Next we make a few natural definitions. From here on we set $N = n^d$.

Definition. Let $p_1, ..., p_i$ be the first $i$ prime numbers. We say that a number $v$ has $i$-type $m$ if $\text{gcd}(v,\prod_{j\le i}p_j) = m$. We'll write $\#_N^i(m)$ for the number of numbers $v$ between $1$ and $N$ with $i$-type $m$.

Definition. An $i$-type coloring of the graph $G = (V,E)$ with $|V| = N$ is an assignment of a number $m(v)$ dividing $\prod_{j\le i}p_j$ to each vertex $v$, such that for any adjacent vertices $v,w$ we have $\text{gcd}(m(v),m(w)) = 1$, and for any $m \ne 1$ the number of vertices $v$ with $m(v) = m$ is at least $\#_N^i(m)$.

The idea is to inductively convert an $(i-1)$-type coloring to an $i$-type coloring for sufficiently large $i$ using Lemma 1. To that end, we need the following lemma.

Lemma 2. There is a computable index $i_0$, depending only on $d$, such that for any $i\ge i_0$ and any $N,m$, we have $\#_N^i(mp_i) \le \max(1, \frac{1}{\lceil 4ed\rceil}\#_N^{i-1}(m))$.

Proof. If $\#_N^i(mp_i) \ge 2$, then $N/m \ge 2p_i$. If $2p_i \le N/m < p_i^3$ then we use Chebyshev's weak form of the prime number theorem to see that

$\#_N^{i-1}(m) \ge \pi(N/m) - \pi(p_i) \ge \frac{1}{\log(p_i)}\frac{N}{m}\left(\frac{7}{8}\frac{\log(p_i)}{\log(N/m)}-\frac{9}{8}\frac{p_i}{N/m}\right) \ge \frac{1}{4\log(p_i)}\frac{N}{m},$

while we trivially have $\#_N^i(mp_i) \le \frac{1}{p_i}\frac{N}{m}$. Thus if $N/m < p_i^3$ and $p_i \ge 4\lceil 4ed\rceil\log(p_i)$ then we are done.

■ **ENTRIES**
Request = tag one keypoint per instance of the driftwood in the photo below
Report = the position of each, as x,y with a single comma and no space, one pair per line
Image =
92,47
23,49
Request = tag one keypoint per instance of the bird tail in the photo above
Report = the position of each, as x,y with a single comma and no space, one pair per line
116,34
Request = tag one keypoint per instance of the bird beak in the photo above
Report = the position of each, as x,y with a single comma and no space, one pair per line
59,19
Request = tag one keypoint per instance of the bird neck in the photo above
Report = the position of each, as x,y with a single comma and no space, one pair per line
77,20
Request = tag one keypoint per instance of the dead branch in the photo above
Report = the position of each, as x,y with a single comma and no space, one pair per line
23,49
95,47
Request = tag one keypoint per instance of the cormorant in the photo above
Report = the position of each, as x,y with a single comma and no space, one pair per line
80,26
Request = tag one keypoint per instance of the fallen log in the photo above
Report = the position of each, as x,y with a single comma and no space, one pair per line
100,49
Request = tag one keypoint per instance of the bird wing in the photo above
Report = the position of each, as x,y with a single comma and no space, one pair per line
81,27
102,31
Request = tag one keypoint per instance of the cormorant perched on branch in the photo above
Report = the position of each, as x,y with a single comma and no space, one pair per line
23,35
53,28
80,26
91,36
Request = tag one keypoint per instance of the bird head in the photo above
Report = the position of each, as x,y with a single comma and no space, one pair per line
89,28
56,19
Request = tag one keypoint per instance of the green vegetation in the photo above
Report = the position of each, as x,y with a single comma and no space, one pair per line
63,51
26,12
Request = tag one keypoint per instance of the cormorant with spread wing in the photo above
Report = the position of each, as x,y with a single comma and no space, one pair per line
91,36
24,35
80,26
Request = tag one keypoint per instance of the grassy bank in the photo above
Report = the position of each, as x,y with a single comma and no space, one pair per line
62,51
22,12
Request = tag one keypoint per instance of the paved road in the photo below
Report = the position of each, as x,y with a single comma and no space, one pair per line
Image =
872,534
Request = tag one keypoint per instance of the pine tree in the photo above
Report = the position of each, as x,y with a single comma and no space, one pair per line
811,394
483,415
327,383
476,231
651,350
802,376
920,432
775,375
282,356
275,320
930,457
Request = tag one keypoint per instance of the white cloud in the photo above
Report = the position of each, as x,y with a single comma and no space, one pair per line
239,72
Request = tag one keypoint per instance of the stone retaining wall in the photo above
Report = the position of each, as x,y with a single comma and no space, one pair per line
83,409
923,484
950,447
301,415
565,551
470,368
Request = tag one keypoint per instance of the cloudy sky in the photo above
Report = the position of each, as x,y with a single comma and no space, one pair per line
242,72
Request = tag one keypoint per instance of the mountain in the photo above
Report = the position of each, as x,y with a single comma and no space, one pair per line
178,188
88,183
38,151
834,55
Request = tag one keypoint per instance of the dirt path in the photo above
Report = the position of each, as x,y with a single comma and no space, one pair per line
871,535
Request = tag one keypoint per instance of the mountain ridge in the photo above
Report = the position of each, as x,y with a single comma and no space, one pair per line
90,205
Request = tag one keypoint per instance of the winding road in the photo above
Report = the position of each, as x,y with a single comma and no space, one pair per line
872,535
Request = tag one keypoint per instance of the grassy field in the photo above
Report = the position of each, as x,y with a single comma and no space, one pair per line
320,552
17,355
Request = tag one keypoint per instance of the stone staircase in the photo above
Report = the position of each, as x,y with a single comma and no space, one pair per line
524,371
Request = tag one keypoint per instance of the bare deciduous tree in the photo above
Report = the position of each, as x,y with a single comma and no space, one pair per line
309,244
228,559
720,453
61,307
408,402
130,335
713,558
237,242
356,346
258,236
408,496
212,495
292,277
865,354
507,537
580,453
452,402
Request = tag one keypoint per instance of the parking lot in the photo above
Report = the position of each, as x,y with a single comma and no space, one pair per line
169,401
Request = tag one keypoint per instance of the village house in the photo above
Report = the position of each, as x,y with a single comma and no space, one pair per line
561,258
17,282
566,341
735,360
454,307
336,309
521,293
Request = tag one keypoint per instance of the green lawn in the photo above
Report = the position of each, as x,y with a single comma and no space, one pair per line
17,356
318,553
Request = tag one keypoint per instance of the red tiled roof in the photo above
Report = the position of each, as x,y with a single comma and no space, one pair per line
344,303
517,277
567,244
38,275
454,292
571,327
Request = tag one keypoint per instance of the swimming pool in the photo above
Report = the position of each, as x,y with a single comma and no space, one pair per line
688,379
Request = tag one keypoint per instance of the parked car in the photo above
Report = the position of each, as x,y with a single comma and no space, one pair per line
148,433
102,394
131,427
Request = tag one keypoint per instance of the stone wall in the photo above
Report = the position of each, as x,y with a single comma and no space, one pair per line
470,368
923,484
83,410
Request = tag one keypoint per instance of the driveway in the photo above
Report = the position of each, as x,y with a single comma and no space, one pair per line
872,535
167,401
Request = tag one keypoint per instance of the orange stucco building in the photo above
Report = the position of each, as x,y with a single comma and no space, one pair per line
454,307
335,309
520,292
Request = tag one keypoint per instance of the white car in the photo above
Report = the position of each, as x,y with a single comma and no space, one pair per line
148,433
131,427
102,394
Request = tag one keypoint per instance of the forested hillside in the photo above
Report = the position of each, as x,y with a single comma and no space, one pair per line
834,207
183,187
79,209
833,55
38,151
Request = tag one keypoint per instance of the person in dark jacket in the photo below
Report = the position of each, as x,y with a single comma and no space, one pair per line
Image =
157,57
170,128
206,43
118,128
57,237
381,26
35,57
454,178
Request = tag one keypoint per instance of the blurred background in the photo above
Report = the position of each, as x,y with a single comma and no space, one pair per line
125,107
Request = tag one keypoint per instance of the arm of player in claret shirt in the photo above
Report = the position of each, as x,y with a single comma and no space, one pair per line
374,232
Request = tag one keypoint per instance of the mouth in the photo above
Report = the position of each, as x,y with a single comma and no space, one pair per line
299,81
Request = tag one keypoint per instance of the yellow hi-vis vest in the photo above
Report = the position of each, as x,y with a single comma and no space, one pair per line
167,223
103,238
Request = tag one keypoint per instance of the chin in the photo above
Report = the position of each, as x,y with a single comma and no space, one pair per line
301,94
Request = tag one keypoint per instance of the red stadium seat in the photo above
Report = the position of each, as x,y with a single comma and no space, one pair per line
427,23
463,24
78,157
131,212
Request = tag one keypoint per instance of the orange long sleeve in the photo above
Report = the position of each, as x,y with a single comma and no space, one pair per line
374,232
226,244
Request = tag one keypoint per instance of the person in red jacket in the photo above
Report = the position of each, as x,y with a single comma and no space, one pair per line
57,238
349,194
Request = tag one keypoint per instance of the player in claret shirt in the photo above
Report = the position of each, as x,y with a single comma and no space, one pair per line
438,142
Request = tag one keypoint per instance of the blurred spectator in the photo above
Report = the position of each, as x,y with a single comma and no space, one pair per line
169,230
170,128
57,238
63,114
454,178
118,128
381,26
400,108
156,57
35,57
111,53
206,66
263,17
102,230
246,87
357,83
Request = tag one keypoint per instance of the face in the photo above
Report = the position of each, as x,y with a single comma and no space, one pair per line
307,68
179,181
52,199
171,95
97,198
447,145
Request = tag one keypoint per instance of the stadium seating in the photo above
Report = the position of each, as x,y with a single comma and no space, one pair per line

■ **PARTS OF THE EXERCISE**
[1] Answer from the excerpt on i-type colorings:
(a) What is $N$ set equal to?
(b) On what alone does the index $i_0$ in Lemma 2 depend?
(c) Which form of the prime number theorem does the proof use?
[2] Pick out every line of the rows that contains the string "claret", and copy each one.
The rows have no connection to the excerpt on i-type colorings.

■ **ANSWERS BY TASK**
[1]
(a) $N = n^d$
(b) On $d$ alone.
(c) Chebyshev's weak form.

[2]
Request = tag one keypoint per instance of the arm of player in claret shirt in the photo above
Request = tag one keypoint per instance of the player in claret shirt in the photo above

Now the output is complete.